**Exercise aim:** Filter the entries, keeping every line with the word "roof".

Saved data entries
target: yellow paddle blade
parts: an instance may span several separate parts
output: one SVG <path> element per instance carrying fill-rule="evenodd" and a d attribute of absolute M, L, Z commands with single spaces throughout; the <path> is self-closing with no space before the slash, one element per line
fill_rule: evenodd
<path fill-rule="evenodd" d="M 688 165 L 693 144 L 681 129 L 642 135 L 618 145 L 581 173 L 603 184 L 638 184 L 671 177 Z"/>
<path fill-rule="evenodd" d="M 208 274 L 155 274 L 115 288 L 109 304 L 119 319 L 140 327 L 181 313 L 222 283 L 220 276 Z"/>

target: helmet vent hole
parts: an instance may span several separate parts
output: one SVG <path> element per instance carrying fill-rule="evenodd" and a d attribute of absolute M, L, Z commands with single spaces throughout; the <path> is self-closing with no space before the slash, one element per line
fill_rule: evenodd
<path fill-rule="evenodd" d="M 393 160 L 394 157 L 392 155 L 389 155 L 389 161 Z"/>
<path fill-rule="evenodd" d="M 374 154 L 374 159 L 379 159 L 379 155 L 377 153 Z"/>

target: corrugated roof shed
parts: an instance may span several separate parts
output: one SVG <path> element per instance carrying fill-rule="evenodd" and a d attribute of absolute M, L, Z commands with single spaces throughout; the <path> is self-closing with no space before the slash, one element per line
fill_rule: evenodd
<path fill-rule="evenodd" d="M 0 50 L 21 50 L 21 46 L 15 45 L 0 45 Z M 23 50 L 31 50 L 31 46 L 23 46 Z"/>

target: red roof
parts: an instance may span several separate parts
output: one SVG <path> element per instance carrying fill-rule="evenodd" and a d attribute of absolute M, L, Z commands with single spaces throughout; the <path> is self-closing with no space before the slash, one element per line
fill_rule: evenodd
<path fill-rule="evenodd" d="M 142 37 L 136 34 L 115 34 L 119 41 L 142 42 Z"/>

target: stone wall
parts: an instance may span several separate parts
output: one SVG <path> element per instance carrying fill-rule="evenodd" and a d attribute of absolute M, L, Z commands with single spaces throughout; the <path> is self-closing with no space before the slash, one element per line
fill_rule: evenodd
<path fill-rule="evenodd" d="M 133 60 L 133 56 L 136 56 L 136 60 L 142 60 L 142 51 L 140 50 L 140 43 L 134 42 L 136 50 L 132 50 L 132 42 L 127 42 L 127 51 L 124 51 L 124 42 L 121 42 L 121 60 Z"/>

**Solution to this exercise:**
target: corrugated roof shed
target: red roof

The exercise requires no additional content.